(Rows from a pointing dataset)
---

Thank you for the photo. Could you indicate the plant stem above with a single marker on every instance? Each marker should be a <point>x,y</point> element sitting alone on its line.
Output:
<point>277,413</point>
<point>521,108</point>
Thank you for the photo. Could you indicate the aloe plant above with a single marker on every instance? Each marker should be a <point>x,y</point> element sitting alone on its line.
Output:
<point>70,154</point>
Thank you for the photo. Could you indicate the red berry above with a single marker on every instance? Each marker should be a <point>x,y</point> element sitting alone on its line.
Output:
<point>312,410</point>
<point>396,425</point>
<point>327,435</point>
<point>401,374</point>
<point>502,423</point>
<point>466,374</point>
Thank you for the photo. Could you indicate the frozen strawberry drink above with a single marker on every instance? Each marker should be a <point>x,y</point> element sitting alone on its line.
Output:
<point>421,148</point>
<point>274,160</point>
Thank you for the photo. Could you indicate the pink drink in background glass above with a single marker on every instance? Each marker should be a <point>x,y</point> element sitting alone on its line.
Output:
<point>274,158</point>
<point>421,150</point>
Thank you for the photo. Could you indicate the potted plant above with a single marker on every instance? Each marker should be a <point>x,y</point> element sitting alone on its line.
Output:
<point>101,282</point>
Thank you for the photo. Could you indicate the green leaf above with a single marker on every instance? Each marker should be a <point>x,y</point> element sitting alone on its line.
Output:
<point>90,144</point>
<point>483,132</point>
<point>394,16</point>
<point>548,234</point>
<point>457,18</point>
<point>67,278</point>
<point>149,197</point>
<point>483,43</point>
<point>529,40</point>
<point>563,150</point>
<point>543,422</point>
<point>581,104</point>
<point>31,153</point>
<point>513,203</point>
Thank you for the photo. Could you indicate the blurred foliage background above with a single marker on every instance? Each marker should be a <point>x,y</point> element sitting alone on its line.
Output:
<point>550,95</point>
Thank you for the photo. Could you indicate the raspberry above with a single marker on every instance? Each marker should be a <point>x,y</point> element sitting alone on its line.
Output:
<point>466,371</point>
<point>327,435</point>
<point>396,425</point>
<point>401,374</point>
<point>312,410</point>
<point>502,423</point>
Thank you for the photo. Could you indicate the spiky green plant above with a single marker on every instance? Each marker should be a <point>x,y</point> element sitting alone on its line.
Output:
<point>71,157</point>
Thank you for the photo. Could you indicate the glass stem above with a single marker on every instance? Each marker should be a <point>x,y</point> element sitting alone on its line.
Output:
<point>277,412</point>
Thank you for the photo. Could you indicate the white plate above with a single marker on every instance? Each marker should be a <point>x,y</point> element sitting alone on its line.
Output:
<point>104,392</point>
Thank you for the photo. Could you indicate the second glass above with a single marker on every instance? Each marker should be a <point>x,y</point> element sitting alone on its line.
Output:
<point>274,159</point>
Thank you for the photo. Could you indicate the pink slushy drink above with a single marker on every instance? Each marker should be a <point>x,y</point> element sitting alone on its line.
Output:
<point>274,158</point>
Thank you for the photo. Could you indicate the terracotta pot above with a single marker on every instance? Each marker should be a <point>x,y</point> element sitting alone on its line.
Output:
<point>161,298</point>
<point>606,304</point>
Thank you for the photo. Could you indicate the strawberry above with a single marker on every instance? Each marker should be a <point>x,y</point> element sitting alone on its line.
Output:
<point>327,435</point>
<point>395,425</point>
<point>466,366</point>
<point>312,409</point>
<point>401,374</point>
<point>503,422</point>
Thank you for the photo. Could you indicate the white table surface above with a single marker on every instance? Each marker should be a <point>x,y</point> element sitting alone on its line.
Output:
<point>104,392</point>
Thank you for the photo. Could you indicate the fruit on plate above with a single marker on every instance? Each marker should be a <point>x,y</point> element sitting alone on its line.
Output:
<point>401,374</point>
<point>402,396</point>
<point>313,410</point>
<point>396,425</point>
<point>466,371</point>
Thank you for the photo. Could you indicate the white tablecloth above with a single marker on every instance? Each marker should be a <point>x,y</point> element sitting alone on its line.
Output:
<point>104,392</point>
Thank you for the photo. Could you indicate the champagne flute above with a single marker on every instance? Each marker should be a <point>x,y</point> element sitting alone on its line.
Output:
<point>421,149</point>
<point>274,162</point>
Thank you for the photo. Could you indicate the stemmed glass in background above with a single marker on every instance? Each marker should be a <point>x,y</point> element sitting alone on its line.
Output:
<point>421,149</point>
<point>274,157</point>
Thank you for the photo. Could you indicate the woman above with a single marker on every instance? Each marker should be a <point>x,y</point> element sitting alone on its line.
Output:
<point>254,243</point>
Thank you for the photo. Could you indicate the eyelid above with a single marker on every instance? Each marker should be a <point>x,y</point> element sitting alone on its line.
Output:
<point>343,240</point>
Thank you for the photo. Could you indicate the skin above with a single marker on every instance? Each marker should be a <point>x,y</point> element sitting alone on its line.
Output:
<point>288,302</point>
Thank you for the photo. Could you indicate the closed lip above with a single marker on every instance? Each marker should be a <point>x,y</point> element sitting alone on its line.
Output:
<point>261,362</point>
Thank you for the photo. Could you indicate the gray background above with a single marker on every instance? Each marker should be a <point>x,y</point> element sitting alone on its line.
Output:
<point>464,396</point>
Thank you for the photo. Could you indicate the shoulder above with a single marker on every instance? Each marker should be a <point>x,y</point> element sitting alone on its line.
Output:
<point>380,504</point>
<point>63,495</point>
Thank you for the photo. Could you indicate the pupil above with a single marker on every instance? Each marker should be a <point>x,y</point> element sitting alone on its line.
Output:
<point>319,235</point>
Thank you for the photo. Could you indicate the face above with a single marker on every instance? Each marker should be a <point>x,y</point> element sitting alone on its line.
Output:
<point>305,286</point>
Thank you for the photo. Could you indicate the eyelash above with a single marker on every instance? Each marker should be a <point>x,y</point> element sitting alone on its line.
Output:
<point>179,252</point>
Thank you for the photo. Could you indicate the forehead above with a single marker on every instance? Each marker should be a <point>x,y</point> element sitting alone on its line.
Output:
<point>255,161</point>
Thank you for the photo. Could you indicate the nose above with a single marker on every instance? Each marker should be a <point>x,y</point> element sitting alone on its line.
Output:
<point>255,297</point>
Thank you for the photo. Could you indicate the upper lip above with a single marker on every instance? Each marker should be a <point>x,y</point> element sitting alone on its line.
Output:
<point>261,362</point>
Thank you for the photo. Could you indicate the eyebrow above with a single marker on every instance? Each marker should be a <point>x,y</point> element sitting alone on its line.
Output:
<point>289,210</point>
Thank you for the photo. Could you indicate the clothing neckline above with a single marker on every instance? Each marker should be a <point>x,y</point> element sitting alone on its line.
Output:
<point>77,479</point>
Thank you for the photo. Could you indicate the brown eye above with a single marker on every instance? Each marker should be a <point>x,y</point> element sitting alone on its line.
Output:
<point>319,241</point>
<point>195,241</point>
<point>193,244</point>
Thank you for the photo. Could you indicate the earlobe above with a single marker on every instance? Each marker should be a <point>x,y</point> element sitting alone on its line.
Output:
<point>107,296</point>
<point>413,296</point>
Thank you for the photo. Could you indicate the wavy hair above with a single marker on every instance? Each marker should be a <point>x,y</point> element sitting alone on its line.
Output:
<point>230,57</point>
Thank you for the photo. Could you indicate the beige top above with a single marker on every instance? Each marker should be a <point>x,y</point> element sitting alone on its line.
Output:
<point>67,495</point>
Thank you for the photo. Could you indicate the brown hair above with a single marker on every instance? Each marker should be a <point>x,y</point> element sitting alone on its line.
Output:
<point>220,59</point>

---

**Required work:** Reproduce every line of the records above verbatim, from the first line to the last.

**Task solution:**
Thank you for the photo. Could you indicate the plant stem above with a single marker on every instance? Each marker should be a <point>x,y</point> element sitting alone on its line.
Output:
<point>277,413</point>
<point>521,108</point>
Thank you for the photo. Could you indicate the aloe plant above with a single marker on every instance? Each marker should be a <point>x,y</point> element sitting alone on its line.
Output:
<point>70,154</point>
Thank you for the photo. Could you indicate the red berry above with a single marker on every instance? Each marker should be a <point>x,y</point> element sitting alone on its line.
Output:
<point>312,410</point>
<point>396,425</point>
<point>327,435</point>
<point>401,374</point>
<point>502,423</point>
<point>466,374</point>
Thank you for the photo. Could you indicate the frozen strawberry drink above with a single marker on every instance? Each marker should be a <point>x,y</point> element sitting alone on its line.
Output:
<point>421,148</point>
<point>274,160</point>
Thank you for the photo. Could you indicate the pink drink in background glass above with a single marker on every instance? Each marker should be a <point>x,y</point> element sitting alone on its line.
Output:
<point>274,158</point>
<point>421,150</point>
Thank you for the photo. Could you indicate the potted plant above with a single marker on every instance? Each marker should be a <point>x,y</point> element sitting alone on its line.
Output:
<point>101,282</point>
Thank you for the photo. Could you indicate the green leaf above with a single marker on every instance? Each marker should be a <point>x,y</point> element sitting alone on its line.
Output:
<point>90,144</point>
<point>483,132</point>
<point>394,16</point>
<point>548,234</point>
<point>457,18</point>
<point>67,278</point>
<point>149,197</point>
<point>483,43</point>
<point>529,40</point>
<point>563,150</point>
<point>543,422</point>
<point>581,104</point>
<point>31,153</point>
<point>513,203</point>
Thank you for the photo. Could you indicate the blurred foliage background above with a single marker on every instance? Each marker should be a <point>x,y</point> element sitting alone on its line.
Output:
<point>550,95</point>
Thank you for the photo. Could you indicate the raspberry above with a single marker on every instance? Each marker should be a <point>x,y</point> element sitting alone on its line.
Output:
<point>466,371</point>
<point>327,435</point>
<point>396,425</point>
<point>401,374</point>
<point>312,410</point>
<point>502,423</point>
Thank you for the photo. Could you indicate the spiky green plant above with a single marker on every instance? Each marker should be a <point>x,y</point> element sitting alone on its line.
Output:
<point>71,157</point>
Thank you for the photo. Could you indicate the glass stem above with a single marker on every instance? Each marker should be a <point>x,y</point> element sitting alone on its line.
Output:
<point>277,412</point>
Thank you for the photo. Could you indicate the white plate above with a single marker on every instance? Each marker should be a <point>x,y</point> element sitting alone on its line.
Output:
<point>104,392</point>
Thank you for the photo. Could you indicate the second glass above with a single marker on every instance? Each marker should be a <point>x,y</point> element sitting alone on its line.
Output:
<point>274,159</point>
Thank you for the photo. Could you indicate the pink slushy drink above with a single marker on every instance? Each marker should be a <point>x,y</point> element sitting alone on its line.
Output:
<point>274,158</point>
Thank you for the photo. Could you indicate the terracotta pot above with a single marker on every instance? Each marker should be a <point>x,y</point> element sitting alone on its line.
Output:
<point>161,298</point>
<point>606,304</point>
Thank you for the photo. Could you indicate the strawberry above with a single marker on every instance? Each marker should be a <point>x,y</point> element sitting alone on its line.
Output:
<point>327,435</point>
<point>395,425</point>
<point>466,366</point>
<point>312,409</point>
<point>401,374</point>
<point>503,422</point>
Thank you for the photo. Could you indicate the white table surface above with a single marker on every instance? Each marker should be a <point>x,y</point> element sitting alone on its line.
Output:
<point>104,392</point>
Thank you for the photo. Could you indicate the fruit on plate above with a single marker on every instance? Each marker should be a <point>x,y</point> element sitting alone on its line.
Output:
<point>401,374</point>
<point>402,396</point>
<point>313,410</point>
<point>396,425</point>
<point>466,371</point>
Thank you for the photo. Could you indicate the white tablecloth above with a single marker on every instance? Each marker should be a <point>x,y</point> element sitting alone on its line.
Output:
<point>104,392</point>
Thank you for the photo. Could you indicate the champagne flute above with a single marker on every instance? Each marker should be a <point>x,y</point> element sitting alone on its line.
Output:
<point>421,149</point>
<point>274,162</point>
Thank you for the photo. Could you indicate the stemmed glass in background above with a single marker on every instance? Each marker should be a <point>x,y</point> element sitting alone on its line.
Output:
<point>421,149</point>
<point>274,157</point>
Thank you for the photo. Could you indicate the woman above with a single marker on every instance? Each marker should be a <point>x,y</point> element sitting alone on its line.
Output:
<point>254,243</point>
Thank you for the photo. Could you indicate the eyelid above with a single marker on every instance? Each marker should be a <point>x,y</point> element sitting alone on its line.
Output:
<point>343,240</point>
Thank you for the photo. Could you indicate the skin above with a single marker on every instance? Each marker should be a <point>x,y</point> element sitting alone on its line.
Output:
<point>288,302</point>
Thank you for the photo. Could you indicate the closed lip above with a single marker on every instance? Each marker should be a <point>x,y</point> element sitting alone on its line.
Output:
<point>261,362</point>
Thank you for the photo. Could you indicate the gray background above with a single marker on every instance? Each marker should be a <point>x,y</point> element sitting alone on its line.
Output:
<point>464,396</point>
Thank you for the photo. Could you indicate the shoulder above with a single marker on every instance? Each marker should be a <point>x,y</point> element sitting alone on its line.
Output:
<point>380,504</point>
<point>63,495</point>
Thank you for the photo. Could you indicate the pupil above with a single marker on every instance? Each marker should be a <point>x,y</point> element sitting alone on its line.
Output:
<point>319,235</point>
Thank you for the photo. Could you indicate the face above with a single marker on every instance? Each marker should be a <point>x,y</point> element sitting alone on its line.
Output:
<point>305,286</point>
Thank you for the photo. Could you indicate the eyelash above with a single marker on every instance? Each marker should be a <point>x,y</point> element sitting alone on its line.
Output:
<point>179,252</point>
Thank you for the photo. Could you indicate the forehead above with a single marker on every instance? Each marker should be a <point>x,y</point> element sitting alone on its line.
Output:
<point>255,161</point>
Thank you for the photo. Could you indicate the nose above with a single marker on every instance? Each marker should be a <point>x,y</point> element sitting alone on its line.
Output:
<point>255,297</point>
Thank you for the photo. Could you indicate the upper lip above with a single marker on every instance? Each marker should be a <point>x,y</point> element sitting alone on its line.
Output:
<point>261,362</point>
Thank you for the photo. Could you indicate the eyebrow above with a single marker on every instance? Each marker should be a <point>x,y</point> element sitting alone on its line.
Output:
<point>289,210</point>
Thank you for the photo. Could you indicate the clothing neckline above with a single marker on every instance? Each marker should be a <point>x,y</point> element sitting alone on its line.
Output:
<point>77,479</point>
Thank you for the photo. Could you indicate the brown eye above with a single marker on every instance? Each marker should be a <point>x,y</point> element sitting alone on its line.
Output:
<point>319,241</point>
<point>195,241</point>
<point>193,244</point>
Thank you for the photo. Could you indicate the earlobe above with a single marker on every instance? Each marker should be a <point>x,y</point> element sitting alone on its line.
Output:
<point>107,296</point>
<point>413,296</point>
Thank you for the photo. Could you indicate the wavy hair above with a single marker on every instance? Each marker should be a <point>x,y</point> element sitting alone on its line.
Output:
<point>230,57</point>
Thank you for the photo. Could you indicate the beige top above with a single marker on every instance? Each marker should be a <point>x,y</point> element sitting alone on its line.
Output:
<point>67,495</point>
Thank you for the photo. Could you indicate the brown hair above with a single marker on every instance? Each marker should be a <point>x,y</point> element sitting alone on its line.
Output:
<point>220,59</point>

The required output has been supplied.